> Problem requirements
Reproduce each of the following items verbatim, preserving every line.

(Excerpts from a point labeling dataset)
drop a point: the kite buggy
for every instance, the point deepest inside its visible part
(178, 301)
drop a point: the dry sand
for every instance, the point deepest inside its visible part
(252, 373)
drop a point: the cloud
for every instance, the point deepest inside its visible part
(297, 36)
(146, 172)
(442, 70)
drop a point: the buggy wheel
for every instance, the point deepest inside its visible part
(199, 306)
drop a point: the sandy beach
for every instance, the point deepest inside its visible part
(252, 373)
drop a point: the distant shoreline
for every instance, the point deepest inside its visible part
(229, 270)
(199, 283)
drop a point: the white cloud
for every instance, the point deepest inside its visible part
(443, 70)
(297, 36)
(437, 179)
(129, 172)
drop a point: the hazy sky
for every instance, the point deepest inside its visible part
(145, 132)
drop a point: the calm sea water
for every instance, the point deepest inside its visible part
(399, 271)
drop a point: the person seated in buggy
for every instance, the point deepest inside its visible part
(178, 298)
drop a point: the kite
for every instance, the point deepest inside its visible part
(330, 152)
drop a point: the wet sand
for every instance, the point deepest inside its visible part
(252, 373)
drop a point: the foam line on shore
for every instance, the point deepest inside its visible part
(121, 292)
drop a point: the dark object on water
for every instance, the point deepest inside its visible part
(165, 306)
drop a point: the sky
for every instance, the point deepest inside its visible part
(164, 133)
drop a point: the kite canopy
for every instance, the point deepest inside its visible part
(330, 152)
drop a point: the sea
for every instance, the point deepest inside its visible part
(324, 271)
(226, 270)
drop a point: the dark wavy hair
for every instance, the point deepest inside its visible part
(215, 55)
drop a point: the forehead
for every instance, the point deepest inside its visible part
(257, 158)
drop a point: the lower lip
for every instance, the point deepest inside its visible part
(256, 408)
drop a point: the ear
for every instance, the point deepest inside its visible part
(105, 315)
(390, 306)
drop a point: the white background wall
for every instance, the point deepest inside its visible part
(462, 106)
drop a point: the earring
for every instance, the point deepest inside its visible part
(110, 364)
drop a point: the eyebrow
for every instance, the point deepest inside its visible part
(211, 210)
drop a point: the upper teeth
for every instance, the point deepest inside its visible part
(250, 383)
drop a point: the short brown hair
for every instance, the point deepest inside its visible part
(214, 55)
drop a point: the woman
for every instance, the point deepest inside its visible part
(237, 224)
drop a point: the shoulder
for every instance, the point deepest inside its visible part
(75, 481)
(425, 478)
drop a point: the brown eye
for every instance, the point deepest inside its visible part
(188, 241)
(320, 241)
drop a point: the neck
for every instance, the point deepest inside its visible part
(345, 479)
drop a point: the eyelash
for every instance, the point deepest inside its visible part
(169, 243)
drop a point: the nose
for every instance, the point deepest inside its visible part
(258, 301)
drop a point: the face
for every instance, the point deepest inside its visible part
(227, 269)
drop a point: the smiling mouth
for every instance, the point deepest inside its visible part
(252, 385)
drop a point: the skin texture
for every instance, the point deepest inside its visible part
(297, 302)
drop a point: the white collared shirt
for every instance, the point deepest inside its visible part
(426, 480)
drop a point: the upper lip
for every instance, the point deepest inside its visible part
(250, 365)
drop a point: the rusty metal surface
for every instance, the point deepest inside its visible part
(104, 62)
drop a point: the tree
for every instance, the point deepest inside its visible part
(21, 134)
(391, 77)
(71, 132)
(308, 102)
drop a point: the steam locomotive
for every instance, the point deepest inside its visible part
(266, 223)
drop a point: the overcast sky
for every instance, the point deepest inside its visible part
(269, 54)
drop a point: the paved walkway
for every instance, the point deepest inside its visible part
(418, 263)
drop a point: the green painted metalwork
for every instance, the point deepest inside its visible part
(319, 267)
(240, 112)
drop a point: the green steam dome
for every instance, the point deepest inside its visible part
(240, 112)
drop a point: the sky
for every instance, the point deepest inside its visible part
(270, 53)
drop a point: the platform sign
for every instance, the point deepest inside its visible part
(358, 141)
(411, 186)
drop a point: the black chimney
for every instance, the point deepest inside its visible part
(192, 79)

> Completed exercise
drop a point: the kite buggy
for every instance, the point deepest inside its visible part
(178, 301)
drop a point: the dry sand
for every instance, the point deepest inside its visible part
(252, 373)
drop a point: the cloud
for every instance, the point deepest inside its visible part
(297, 36)
(146, 172)
(442, 70)
drop a point: the buggy wheel
for every instance, the point deepest inside its visible part
(199, 306)
drop a point: the sandy beach
for every instance, the point deepest inside its visible part
(252, 373)
drop a point: the distant shoreline
for every instance, the point deepest inside its visible part
(229, 270)
(199, 283)
drop a point: the white cloud
for every instance, the point deepest inside its visible part
(443, 70)
(297, 36)
(437, 179)
(129, 172)
drop a point: the hazy sky
for every instance, the point deepest inside its visible part
(145, 132)
drop a point: the calm sea water
for every instance, the point deepest inside its visible part
(399, 271)
drop a point: the person seated in buggy
for every instance, the point deepest inside its visible part
(178, 298)
drop a point: the kite
for every instance, the point deepest inside its visible part
(330, 152)
drop a point: the wet sand
for every instance, the point deepest inside its visible part
(252, 373)
drop a point: the foam line on shore
for every instance, the point deepest inside its visible part
(121, 292)
drop a point: the dark object on water
for every instance, the point deepest inside its visible part
(165, 306)
drop a point: the sky
for every instance, the point deepest inside its visible part
(164, 133)
drop a point: the kite canopy
for every instance, the point deepest inside its visible part
(330, 152)
drop a point: the sea
for every instance, the point deepest inside its visible part
(324, 271)
(226, 270)
drop a point: the dark wavy hair
for every instance, the point deepest inside its visible part
(215, 55)
drop a point: the forehead
for every instance, the point deepest inside its visible part
(257, 158)
drop a point: the lower lip
for every instance, the point deepest inside its visible part
(256, 408)
drop a point: the ear
for every instance, the point deepest inside its visible part
(105, 315)
(390, 306)
drop a point: the white background wall
for every instance, the point deepest inside its visible part
(462, 106)
drop a point: the earring
for every instance, the point deepest inside its visible part
(110, 364)
drop a point: the eyebrow
for every instance, the point deepest inside its visible part
(211, 210)
drop a point: the upper teeth
for every instance, the point deepest inside its visible part
(250, 383)
drop a point: the short brown hair
for every instance, the point deepest inside its visible part
(214, 55)
drop a point: the woman
for every instance, the point deepest inside its visible part
(237, 224)
drop a point: the shoulder
for every instance, the point deepest inside its visible part
(75, 481)
(425, 478)
drop a point: the brown eye
for every instance, the point deepest inside its visible part
(188, 241)
(320, 241)
drop a point: the neck
for every instance, the point deepest inside its visible part
(345, 479)
drop a point: the eyelash
for every instance, the point deepest inside its visible part
(169, 243)
drop a point: the nose
for every instance, the point deepest inside its visible part
(258, 301)
drop a point: the face
for every instance, the point deepest inside its visible part
(227, 269)
drop a point: the smiling mouth
for every instance, the point deepest inside its visible part
(252, 385)
drop a point: the skin texture
for every instance, the point deepest inside its visible part
(297, 302)
drop a point: the white collared shirt
for every instance, the point deepest inside its visible part
(426, 480)
drop a point: the upper lip
for every instance, the point deepest inside its visible part
(250, 365)
drop a point: the rusty metal surface
for every instance, the point deepest inside its visible part
(104, 62)
drop a point: the tree
for every instance, the point deepest inside its visible part
(21, 134)
(391, 77)
(71, 132)
(308, 102)
drop a point: the steam locomotive
for every instance, the point deepest inside its visible part
(266, 223)
drop a point: the overcast sky
for every instance, the point deepest inside its visible part
(269, 54)
drop a point: the paved walkway
for every instance, the point deepest inside its visible part
(418, 263)
drop a point: the green painted metalwork
for every instance, the point deepest inside its visible part
(319, 267)
(240, 112)
drop a point: the green steam dome
for every instance, the point deepest inside its visible part
(240, 112)
drop a point: the sky
for every instance, the point deepest inside its visible part
(270, 53)
drop a point: the platform sign
for every instance, the point deepest inside its visible part
(358, 141)
(411, 186)
drop a point: the black chimney
for every instance, the point deepest inside its visible part
(192, 79)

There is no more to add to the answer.